**THE DATA:**
— BEGIN —

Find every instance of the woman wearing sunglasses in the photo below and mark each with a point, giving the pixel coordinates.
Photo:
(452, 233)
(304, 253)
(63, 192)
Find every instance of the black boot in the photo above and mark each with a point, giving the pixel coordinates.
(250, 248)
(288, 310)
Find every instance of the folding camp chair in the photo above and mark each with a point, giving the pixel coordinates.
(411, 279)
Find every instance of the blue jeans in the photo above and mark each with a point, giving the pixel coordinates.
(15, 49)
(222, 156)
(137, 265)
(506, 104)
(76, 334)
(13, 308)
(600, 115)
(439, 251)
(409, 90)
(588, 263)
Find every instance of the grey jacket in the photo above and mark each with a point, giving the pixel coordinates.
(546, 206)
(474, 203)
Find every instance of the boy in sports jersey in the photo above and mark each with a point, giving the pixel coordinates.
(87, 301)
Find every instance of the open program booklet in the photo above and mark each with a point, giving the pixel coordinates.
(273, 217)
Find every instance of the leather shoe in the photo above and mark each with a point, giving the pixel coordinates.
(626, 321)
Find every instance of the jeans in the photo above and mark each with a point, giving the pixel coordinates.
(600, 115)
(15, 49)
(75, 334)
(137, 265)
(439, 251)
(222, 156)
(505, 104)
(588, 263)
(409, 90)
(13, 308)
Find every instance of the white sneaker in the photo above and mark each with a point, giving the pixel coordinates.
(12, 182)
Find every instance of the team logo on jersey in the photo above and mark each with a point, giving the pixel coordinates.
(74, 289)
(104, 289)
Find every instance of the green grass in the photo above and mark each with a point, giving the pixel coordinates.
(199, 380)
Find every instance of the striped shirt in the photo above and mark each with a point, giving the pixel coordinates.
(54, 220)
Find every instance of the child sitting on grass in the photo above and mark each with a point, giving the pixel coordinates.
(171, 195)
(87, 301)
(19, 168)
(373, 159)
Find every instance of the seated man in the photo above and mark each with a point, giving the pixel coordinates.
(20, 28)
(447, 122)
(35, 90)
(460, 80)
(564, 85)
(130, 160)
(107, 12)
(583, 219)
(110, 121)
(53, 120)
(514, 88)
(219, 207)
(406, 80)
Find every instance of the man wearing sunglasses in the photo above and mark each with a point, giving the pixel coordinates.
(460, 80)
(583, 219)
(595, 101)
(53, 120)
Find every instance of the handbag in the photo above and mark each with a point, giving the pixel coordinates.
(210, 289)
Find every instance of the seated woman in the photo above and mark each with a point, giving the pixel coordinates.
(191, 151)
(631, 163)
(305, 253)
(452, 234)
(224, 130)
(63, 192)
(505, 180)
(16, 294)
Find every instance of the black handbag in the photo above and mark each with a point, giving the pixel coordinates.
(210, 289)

— END —

**REQUIRED WORK:** Write out the entire listing exactly.

**TASK SOLUTION:**
Find every instance of the woman wearing sunglasses in the photo below and mark each with a point, giving the pixel coordinates.
Photo:
(452, 233)
(304, 253)
(63, 192)
Find every instance of the black boot in the photo above and mark each with a point, giving the pixel coordinates.
(250, 248)
(288, 310)
Find every instance of the folding camp chair in the photo above and mark each with a point, giving the pixel coordinates.
(411, 279)
Find every instance of the blue jeans in the photo above and mark each with a point, giving the pixel coordinates.
(15, 49)
(222, 156)
(137, 265)
(506, 104)
(76, 334)
(13, 308)
(600, 115)
(439, 251)
(409, 90)
(588, 263)
Find every instance of the grey jacket in the photo above and mark each with a point, giving the pixel coordinates.
(546, 206)
(474, 203)
Find every instance of the boy in sports jersey in the photo above and mark each with a point, giving the pixel coordinates.
(87, 301)
Find every instance of the open program booklet in the photo above and mark each with a point, giving the pixel coordinates.
(273, 217)
Find every instance of the leather shoe in the photo above and mark each with a point, giving the pixel coordinates.
(626, 321)
Find every instance of the jeans in the photo above and mark each with a point, giving the pixel coordinates.
(600, 115)
(15, 49)
(75, 334)
(137, 265)
(439, 251)
(222, 156)
(505, 104)
(588, 263)
(409, 90)
(13, 308)
Find every instance of the white sneaker in the photo above and mark each with a point, giving the pixel coordinates.
(12, 182)
Find every instance of the team logo on jersey in the photo above and mark each with a point, giving the pixel coordinates.
(74, 289)
(104, 289)
Find every instance of the green grass in the photo above and mark each with a point, giving the pixel coordinates.
(199, 380)
Find every instance of the striped shirt in the photo above and mark each with a point, giving the pixel coordinates.
(54, 220)
Find every instance of the child sitting on grass in the photo above and mark each with a point, giving the pixel coordinates.
(171, 195)
(87, 301)
(19, 168)
(373, 159)
Find every instance of the seated man in the photo above and mark each with a point, giving the pixel coordinates.
(20, 28)
(447, 122)
(35, 90)
(460, 80)
(564, 85)
(130, 160)
(107, 12)
(583, 219)
(110, 121)
(53, 120)
(514, 88)
(219, 207)
(406, 80)
Find every instance of the man wearing sunglasses in the photo above and mark each with a point, giving the pixel coordinates.
(460, 80)
(583, 219)
(595, 101)
(53, 120)
Find every instance of the handbag in the photo above and mark each with a point, giving the pixel coordinates.
(210, 289)
Find every instance of the seated woman in the photo above and mark each with a point, giving the pixel coordinates.
(191, 151)
(631, 163)
(305, 253)
(452, 234)
(224, 130)
(63, 192)
(505, 180)
(16, 294)
Find every instance of the black handbag in the photo above and mark each with a point, giving the pixel coordinates.
(210, 289)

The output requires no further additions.